## [Problem statement]
Extract every line starting at the line that contains "Please tag every instance of the person" and ending with the final line of the data, inclusive; give only those lines, word for word.

## [Given information]
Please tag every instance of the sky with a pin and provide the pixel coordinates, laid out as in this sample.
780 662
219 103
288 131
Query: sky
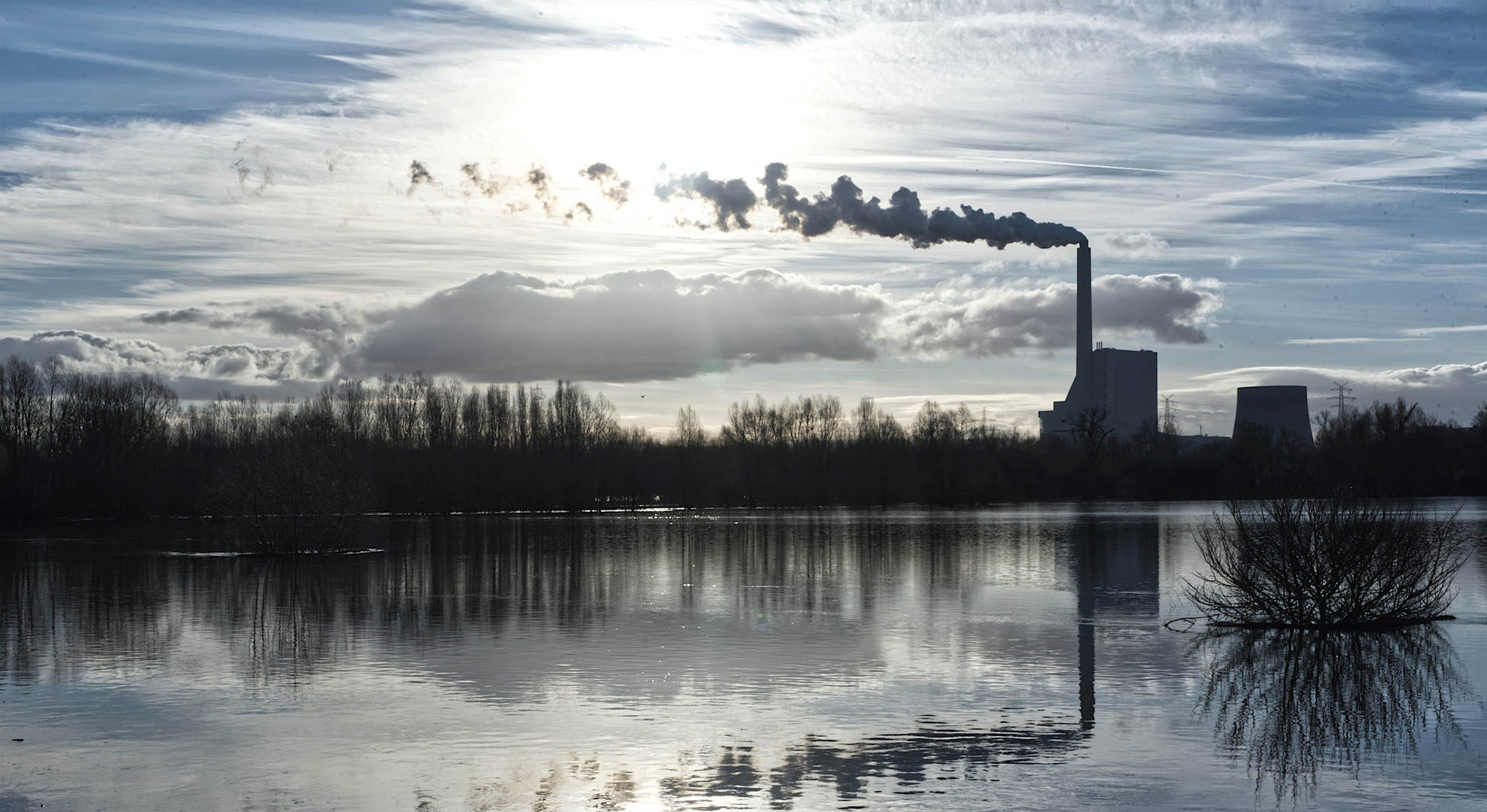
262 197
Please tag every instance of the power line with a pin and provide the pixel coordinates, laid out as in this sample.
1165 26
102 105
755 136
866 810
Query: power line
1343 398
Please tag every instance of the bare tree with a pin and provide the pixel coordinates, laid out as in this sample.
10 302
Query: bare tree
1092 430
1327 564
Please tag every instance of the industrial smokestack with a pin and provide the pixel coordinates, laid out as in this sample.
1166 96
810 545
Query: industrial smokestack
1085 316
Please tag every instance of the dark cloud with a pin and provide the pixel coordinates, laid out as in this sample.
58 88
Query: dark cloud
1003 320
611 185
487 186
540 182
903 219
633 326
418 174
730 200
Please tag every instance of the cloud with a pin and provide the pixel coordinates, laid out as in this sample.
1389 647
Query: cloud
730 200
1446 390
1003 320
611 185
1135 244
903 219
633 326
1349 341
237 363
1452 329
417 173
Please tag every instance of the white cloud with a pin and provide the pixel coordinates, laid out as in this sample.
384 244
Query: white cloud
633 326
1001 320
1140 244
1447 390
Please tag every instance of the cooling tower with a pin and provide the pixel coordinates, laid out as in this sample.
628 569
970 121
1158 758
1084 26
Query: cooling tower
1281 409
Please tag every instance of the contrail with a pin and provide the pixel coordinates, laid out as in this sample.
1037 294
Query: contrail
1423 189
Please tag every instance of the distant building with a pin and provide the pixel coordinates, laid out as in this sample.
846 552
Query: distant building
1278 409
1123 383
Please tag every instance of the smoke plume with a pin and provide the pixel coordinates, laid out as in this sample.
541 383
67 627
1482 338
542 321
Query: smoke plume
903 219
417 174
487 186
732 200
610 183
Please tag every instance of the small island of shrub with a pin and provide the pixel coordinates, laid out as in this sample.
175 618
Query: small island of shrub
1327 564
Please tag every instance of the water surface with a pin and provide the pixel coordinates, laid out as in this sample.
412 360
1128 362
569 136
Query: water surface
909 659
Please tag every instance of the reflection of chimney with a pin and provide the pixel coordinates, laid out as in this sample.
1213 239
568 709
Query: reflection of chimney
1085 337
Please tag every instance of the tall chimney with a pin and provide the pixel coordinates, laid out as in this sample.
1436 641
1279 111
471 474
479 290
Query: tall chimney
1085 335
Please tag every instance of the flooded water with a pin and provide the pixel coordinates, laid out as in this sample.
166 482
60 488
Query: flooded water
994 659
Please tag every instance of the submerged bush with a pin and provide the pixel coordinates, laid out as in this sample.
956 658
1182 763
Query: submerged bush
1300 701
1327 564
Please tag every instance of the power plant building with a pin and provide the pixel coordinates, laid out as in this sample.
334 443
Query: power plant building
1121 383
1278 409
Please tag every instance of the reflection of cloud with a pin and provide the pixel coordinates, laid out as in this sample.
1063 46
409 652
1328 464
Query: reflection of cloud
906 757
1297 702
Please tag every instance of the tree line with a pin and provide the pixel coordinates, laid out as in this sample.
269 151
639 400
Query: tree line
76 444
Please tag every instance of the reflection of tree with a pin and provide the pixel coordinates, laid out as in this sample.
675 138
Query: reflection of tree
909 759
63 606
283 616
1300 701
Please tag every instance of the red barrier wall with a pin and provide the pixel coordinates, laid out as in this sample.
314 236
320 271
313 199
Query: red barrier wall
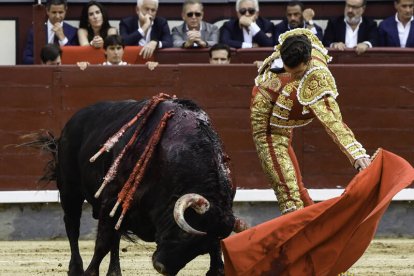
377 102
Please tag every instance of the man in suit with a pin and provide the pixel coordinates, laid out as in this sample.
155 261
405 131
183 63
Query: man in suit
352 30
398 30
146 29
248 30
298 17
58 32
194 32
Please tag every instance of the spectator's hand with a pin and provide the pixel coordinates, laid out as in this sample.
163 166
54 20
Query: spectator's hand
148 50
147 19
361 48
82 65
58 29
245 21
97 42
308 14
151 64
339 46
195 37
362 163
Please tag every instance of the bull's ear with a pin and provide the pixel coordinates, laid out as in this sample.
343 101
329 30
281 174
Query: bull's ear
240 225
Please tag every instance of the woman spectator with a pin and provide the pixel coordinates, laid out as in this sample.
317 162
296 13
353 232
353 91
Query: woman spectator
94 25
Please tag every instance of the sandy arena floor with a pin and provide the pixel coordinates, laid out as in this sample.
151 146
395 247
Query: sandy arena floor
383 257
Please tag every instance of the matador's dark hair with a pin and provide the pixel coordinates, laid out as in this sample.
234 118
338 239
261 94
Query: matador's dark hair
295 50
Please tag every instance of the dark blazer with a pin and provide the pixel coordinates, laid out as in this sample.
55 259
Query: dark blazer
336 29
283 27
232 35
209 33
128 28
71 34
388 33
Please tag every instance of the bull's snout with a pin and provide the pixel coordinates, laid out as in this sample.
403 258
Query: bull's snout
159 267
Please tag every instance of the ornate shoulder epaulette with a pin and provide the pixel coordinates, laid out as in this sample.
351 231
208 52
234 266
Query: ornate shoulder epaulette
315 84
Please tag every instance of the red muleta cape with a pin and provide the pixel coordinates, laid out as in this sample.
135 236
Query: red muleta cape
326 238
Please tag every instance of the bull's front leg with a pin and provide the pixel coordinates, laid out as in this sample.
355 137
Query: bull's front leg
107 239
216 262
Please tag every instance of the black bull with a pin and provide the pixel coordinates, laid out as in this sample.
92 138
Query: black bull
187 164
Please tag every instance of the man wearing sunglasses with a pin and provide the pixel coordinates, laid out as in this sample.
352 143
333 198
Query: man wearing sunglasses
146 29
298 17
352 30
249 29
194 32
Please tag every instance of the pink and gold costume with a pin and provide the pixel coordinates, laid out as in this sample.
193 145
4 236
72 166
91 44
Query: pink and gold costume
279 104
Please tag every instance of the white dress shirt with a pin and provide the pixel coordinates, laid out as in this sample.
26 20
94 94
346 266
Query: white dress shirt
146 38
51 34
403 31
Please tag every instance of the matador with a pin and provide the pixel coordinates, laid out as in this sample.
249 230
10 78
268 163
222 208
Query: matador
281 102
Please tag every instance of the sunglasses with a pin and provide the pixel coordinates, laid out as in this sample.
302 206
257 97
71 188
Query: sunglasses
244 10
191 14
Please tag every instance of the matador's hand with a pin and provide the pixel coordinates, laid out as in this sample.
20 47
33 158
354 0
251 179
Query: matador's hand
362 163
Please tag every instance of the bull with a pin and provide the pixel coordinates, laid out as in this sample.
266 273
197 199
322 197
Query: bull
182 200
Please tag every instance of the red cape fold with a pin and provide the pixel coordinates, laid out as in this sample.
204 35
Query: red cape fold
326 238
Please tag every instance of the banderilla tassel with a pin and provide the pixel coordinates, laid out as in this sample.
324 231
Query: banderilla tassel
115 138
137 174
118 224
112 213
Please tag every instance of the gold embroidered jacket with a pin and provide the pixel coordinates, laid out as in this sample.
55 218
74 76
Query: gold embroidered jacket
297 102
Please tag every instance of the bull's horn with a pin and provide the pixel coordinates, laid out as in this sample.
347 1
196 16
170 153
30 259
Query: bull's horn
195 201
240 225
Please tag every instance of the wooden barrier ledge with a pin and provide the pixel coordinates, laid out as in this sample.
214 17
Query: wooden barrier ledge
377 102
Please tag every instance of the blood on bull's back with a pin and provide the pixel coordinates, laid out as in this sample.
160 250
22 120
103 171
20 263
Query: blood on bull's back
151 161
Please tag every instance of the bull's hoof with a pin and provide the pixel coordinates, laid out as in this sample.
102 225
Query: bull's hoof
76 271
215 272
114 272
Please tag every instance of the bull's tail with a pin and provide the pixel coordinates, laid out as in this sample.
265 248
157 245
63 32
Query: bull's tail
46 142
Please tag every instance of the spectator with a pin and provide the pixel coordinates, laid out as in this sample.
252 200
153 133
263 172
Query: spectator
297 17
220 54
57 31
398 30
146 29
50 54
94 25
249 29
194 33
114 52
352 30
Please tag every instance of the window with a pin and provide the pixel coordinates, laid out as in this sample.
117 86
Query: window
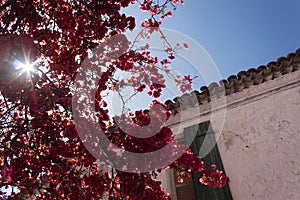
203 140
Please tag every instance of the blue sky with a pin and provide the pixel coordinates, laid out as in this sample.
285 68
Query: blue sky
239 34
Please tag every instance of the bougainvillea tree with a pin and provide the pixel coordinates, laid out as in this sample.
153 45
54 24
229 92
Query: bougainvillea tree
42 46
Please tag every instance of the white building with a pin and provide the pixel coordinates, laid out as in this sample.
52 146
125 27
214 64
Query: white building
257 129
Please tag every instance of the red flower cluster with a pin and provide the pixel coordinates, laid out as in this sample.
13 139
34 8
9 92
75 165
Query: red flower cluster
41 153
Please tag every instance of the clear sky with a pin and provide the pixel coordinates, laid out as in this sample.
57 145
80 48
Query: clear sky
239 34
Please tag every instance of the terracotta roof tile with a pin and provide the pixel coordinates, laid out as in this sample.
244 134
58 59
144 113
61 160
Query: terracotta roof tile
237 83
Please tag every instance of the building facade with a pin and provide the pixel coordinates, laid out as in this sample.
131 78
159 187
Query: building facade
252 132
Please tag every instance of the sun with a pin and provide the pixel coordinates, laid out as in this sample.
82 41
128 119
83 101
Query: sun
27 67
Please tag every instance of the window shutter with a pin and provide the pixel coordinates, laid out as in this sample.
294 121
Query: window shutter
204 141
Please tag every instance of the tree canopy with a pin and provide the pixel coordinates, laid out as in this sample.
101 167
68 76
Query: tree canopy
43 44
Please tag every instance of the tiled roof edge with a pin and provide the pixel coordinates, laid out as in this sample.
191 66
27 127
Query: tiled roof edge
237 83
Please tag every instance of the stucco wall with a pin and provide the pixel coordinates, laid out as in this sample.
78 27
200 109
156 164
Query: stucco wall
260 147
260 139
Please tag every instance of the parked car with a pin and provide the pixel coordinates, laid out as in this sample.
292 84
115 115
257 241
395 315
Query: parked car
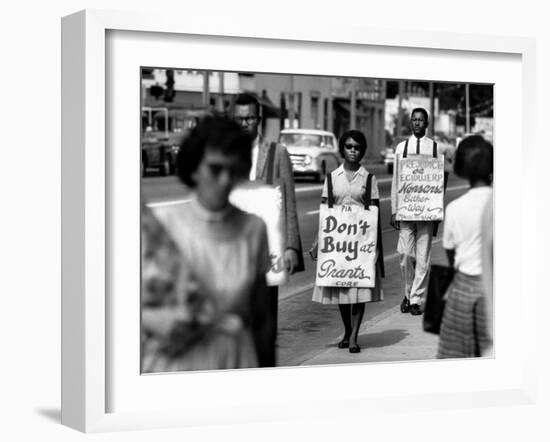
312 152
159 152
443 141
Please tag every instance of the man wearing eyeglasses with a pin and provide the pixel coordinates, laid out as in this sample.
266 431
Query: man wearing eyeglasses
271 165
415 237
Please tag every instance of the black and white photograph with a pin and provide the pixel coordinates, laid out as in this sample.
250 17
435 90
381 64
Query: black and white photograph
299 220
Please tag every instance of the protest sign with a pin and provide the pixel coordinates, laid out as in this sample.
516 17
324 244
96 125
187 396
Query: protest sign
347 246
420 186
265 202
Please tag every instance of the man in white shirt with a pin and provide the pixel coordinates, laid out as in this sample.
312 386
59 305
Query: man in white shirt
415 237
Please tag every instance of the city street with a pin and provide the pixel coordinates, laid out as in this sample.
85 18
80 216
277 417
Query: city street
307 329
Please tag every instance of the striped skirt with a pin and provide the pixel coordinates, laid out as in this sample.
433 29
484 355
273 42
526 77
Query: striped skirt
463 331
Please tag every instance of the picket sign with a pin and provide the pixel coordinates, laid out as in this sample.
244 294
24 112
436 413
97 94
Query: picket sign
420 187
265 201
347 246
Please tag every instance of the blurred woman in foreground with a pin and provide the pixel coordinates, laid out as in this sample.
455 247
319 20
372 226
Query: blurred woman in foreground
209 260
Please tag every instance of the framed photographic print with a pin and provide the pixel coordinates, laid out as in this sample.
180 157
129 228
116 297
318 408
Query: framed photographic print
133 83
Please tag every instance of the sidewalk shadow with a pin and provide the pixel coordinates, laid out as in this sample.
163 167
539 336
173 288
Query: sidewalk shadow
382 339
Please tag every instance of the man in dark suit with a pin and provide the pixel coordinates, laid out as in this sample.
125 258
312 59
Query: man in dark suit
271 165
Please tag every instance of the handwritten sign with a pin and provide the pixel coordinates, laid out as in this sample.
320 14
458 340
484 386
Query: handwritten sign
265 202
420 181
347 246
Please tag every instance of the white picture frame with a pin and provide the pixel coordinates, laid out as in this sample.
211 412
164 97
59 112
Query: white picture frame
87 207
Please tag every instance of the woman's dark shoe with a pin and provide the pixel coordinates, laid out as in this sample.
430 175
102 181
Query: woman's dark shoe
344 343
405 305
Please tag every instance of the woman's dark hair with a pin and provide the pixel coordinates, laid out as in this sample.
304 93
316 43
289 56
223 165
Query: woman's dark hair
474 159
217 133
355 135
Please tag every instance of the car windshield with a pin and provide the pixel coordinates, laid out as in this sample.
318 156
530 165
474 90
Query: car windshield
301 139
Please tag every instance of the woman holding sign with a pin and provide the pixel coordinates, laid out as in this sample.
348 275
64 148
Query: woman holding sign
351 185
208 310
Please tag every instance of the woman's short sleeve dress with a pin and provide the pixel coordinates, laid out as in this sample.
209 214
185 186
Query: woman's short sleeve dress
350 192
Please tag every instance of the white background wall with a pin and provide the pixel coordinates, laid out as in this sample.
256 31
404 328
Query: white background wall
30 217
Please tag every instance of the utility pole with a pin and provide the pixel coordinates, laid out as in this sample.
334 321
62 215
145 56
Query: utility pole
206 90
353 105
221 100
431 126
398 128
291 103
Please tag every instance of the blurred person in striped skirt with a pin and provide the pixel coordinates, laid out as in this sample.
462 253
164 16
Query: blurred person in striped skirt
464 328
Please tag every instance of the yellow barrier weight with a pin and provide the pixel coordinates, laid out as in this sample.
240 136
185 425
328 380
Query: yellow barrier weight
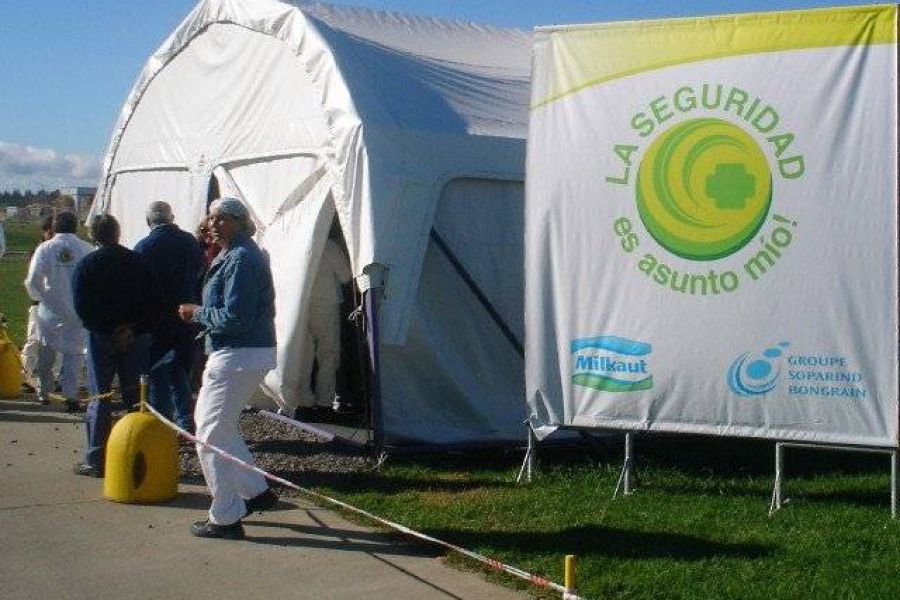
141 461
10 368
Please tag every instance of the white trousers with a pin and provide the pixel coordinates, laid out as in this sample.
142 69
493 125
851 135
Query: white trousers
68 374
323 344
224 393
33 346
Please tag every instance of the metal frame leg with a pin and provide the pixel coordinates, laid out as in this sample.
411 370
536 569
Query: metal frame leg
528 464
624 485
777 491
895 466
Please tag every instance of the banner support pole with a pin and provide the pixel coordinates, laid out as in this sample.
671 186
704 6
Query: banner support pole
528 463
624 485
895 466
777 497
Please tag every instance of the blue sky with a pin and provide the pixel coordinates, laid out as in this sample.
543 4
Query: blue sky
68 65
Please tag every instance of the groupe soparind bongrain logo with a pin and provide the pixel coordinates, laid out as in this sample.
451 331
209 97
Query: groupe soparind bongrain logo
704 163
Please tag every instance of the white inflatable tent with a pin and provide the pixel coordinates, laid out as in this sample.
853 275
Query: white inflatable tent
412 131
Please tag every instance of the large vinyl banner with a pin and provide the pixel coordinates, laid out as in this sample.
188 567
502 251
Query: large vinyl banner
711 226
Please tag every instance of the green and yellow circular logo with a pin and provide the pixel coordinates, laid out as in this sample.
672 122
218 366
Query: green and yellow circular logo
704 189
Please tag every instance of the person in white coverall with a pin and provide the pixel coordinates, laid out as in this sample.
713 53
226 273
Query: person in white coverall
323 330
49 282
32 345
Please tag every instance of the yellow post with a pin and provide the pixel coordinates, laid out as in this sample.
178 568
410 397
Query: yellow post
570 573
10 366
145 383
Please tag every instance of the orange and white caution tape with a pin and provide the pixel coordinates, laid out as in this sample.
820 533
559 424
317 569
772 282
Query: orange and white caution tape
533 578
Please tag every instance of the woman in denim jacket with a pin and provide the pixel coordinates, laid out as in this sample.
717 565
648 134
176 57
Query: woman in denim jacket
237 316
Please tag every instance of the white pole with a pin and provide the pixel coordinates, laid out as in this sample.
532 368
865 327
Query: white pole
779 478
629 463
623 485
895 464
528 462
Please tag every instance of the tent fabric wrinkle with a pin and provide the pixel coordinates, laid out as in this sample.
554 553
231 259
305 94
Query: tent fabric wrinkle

## [Exercise output]
Please tag every instance of the person in white coverall with a pin and provide the pixel coordinates, laid out as in this sample.
713 53
226 273
Query: person in white coverall
323 330
49 282
32 345
Please tag every instance of the yellow post with a pin and provide the pixel coordinates, laid out as in this sample.
178 568
410 397
Query: yellow post
570 573
10 366
145 383
Please tag every instance of the orange and white caution tape with a pin and provide the pixel coordinates, laid out as in this sample.
820 533
559 424
317 569
772 282
Query: orange and white caution tape
533 578
Please tag every instance of the woman in denim jacket with a pin and provide the pixel coordinates, laid out as in this sample.
717 565
648 134
176 57
Query: woman in denim jacket
237 316
Please tag every instance of the white pole with a pin and provide the pixel coordinates, laid out as in this sample.
532 368
865 327
Query: white pole
779 478
629 463
623 485
895 464
528 462
Please tag every instance of the tent fabric wrinkle with a pin and provide the pixel coordinates, laid out as in this sample.
554 553
231 259
305 94
Query: tent fabric wrinkle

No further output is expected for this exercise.